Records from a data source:
____

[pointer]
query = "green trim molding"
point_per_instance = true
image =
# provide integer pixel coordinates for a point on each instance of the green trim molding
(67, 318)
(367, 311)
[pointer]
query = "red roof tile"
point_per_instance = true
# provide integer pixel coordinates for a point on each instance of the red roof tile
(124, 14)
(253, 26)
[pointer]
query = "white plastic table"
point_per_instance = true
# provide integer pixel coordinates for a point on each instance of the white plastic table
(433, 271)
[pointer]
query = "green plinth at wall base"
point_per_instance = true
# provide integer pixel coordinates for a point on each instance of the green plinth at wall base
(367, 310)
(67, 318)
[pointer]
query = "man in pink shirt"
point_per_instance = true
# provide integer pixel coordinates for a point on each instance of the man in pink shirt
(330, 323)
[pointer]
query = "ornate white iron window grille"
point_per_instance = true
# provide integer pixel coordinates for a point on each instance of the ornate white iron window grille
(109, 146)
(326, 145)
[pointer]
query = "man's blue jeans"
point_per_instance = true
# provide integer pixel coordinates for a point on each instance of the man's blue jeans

____

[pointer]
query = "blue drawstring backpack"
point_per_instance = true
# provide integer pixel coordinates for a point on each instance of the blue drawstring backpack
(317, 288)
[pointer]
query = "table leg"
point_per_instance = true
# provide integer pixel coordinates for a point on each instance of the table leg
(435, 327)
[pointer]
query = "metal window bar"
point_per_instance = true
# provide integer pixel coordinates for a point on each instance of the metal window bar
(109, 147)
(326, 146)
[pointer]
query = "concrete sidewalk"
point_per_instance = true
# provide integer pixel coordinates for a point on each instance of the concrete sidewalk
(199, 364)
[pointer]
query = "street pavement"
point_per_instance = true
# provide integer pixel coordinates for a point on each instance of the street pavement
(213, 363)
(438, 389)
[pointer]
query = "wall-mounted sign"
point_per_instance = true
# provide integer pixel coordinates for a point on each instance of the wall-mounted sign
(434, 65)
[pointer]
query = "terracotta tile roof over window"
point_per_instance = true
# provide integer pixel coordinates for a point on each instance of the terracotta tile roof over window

____

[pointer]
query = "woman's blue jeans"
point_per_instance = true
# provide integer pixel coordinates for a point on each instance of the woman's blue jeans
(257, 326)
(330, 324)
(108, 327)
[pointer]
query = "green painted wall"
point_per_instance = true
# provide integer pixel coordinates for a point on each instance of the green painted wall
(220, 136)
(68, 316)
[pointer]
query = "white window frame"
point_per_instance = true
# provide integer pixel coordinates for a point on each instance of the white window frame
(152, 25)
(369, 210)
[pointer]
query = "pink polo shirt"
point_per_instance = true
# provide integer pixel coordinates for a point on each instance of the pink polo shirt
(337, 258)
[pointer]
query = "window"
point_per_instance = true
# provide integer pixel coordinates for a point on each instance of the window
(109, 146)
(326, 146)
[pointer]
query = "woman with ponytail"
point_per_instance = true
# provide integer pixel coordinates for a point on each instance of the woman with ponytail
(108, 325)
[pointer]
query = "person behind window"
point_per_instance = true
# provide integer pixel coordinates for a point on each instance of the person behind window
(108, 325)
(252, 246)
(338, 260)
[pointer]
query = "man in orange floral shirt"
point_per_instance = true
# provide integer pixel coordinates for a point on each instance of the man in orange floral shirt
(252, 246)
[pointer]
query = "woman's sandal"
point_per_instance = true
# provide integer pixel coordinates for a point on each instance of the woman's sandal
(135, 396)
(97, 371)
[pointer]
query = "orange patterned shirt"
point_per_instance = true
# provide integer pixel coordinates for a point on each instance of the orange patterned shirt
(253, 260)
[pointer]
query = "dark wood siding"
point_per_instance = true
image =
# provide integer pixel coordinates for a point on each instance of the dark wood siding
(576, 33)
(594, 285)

____

Pick out every line in the entries above that contains the string "iron", copying each one in full. Case counts.

query = "ornate white iron window grille"
# provide integer pixel coordinates for a point on each instance of the ornate white iron window grille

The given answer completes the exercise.